##### Texte à lire

Lors de la journée de lancement du cycle des 80 ans de Peuple et Culture, Donalie-An Tran a proposé une réflexion linguistique sur la notion de « peuple ». À travers une analyse sémantique, elle interroge : comment un mot aussi chargé d’histoire et de contradictions peut-il encore nous rassembler ? Son intervention montre que la réponse ne réside pas dans une définition figée, mais dans l’usage que nous en faisons – un usage qui, précisément, est au cœur de l’éducation populaire.

Un mot aux multiples visages

D’emblée, une évidence s’impose : « peuple » est un terme fuyant. Les dictionnaires eux-mêmes peinent à en cerner les contours. Tantôt synonyme de totalité (« ensemble d’êtres humains vivant en société »), tantôt renvoyant à une partie de cette société (« le plus grand nombre, opposé aux élites »), le mot oscille entre unité et fragmentation. « Multitude » dans les définitions anciennes, « ensemble » dans les acceptions modernes, il suggère tour à tour une communauté unifiée et une catégorie sociale clivante.

##########
##### Données enregistrées

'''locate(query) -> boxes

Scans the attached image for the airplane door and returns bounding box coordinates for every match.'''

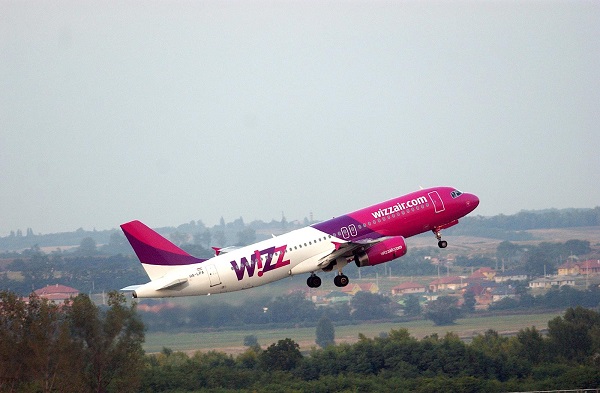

##########

Consigne: Mettez à jour l'extrait du texte sur la notion de peuple en commençant à « Un mot aux multiples » et en terminant à « catégorie sociale clivante. », avec « lexiques » à la place de « dictionnaires ». Redonnez ensuite cet extrait en entier. Appuyez-vous uniquement sur le texte, sans recourir aux données.

Réponse:
Un mot aux multiples visages

D’emblée, une évidence s’impose : « peuple » est un terme fuyant. Les lexiques eux-mêmes peinent à en cerner les contours. Tantôt synonyme de totalité (« ensemble d’êtres humains vivant en société »), tantôt renvoyant à une partie de cette société (« le plus grand nombre, opposé aux élites »), le mot oscille entre unité et fragmentation. « Multitude » dans les définitions anciennes, « ensemble » dans les acceptions modernes, il suggère tour à tour une communauté unifiée et une catégorie sociale clivante.